= PROVIDED RECORDS =
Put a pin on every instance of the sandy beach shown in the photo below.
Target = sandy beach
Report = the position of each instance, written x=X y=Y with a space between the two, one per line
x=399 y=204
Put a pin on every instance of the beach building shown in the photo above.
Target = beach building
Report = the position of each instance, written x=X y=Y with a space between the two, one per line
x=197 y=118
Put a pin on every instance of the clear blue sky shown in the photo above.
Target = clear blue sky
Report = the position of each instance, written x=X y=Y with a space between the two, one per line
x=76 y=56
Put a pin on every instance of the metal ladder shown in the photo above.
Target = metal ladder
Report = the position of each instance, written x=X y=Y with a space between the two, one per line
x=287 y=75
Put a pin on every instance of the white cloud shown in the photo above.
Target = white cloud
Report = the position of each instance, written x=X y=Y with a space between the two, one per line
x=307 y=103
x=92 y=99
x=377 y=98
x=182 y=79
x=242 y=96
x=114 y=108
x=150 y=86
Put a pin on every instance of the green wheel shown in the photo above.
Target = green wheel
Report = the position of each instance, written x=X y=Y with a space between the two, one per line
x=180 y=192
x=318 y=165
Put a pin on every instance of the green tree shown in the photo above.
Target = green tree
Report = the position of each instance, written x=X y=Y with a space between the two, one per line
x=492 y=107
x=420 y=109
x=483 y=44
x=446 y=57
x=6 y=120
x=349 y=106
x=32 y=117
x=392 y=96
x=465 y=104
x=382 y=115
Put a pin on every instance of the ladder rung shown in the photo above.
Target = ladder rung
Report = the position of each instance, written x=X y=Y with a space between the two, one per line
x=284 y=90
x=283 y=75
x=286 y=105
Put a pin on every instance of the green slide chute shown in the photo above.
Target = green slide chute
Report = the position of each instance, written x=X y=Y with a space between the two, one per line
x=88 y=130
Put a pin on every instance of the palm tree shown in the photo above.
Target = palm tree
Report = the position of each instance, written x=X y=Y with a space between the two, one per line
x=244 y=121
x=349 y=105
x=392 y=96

= REQUIREMENTS =
Render all of the items above as a two-column CSV with the header row request,answer and one row per item. Place each item's text and its answer in a single quoted field each, with line breaks replaced by spaces.

= TASK RESPONSE =
request,answer
"Put a pin on every instance of the sandy beach shown in the photo below. Target = sandy beach Report = the position of each instance, written x=X y=Y with a space between the two, one per line","x=399 y=204"
"Put a pin on every instance of the beach building shown in the photo above. Target = beach building Report = the position of each instance, written x=X y=Y with a space between the two, one per line","x=197 y=118"
"Put a pin on every instance of the clear blue sky shown in the photo above. Target = clear blue sky Report = the position of each instance, written x=X y=Y with a space between the two, one per line","x=76 y=56"
"Put a pin on every instance of the metal ladder shown in the photo above. Target = metal ladder Report = the position of each instance, written x=X y=Y with a space between the two, one per line","x=287 y=75"
"Put a pin on every instance of the white cloud shown in the photo above. Target = white cloud Report = the position of each instance, written x=X y=Y with a space between the two, one per line","x=307 y=103 x=92 y=99 x=377 y=98 x=182 y=79 x=242 y=96 x=114 y=108 x=150 y=86"
"Put a pin on every instance of the green wheel shown in the photo above. Target = green wheel Report = the position of each instance, written x=X y=Y with a space between the two, one per line","x=180 y=192 x=318 y=165"
"Put a pin on every instance of the green tree shown in the photo above. Target = green tree Report = the position of each instance, written x=X y=Y with a space between the two, one per line","x=492 y=107 x=420 y=109 x=483 y=44 x=446 y=57 x=6 y=120 x=349 y=106 x=32 y=117 x=392 y=96 x=465 y=104 x=382 y=115"
"Put a pin on every instance of the ladder rung shown in the photo above. Target = ladder rung Report = the position of each instance, written x=X y=Y with a space between the two, one per line","x=284 y=90 x=283 y=75 x=286 y=105"
"Put a pin on every instance of the green slide chute shown in the photo above. Target = green slide chute Report = the position of each instance, written x=X y=Y with a space between the two, one per line","x=88 y=130"
"Put a pin on every instance of the palm tree shown in the photo above. Target = palm tree Report = the position of each instance, written x=X y=Y with a space between the two, one per line","x=244 y=121 x=349 y=105 x=392 y=96"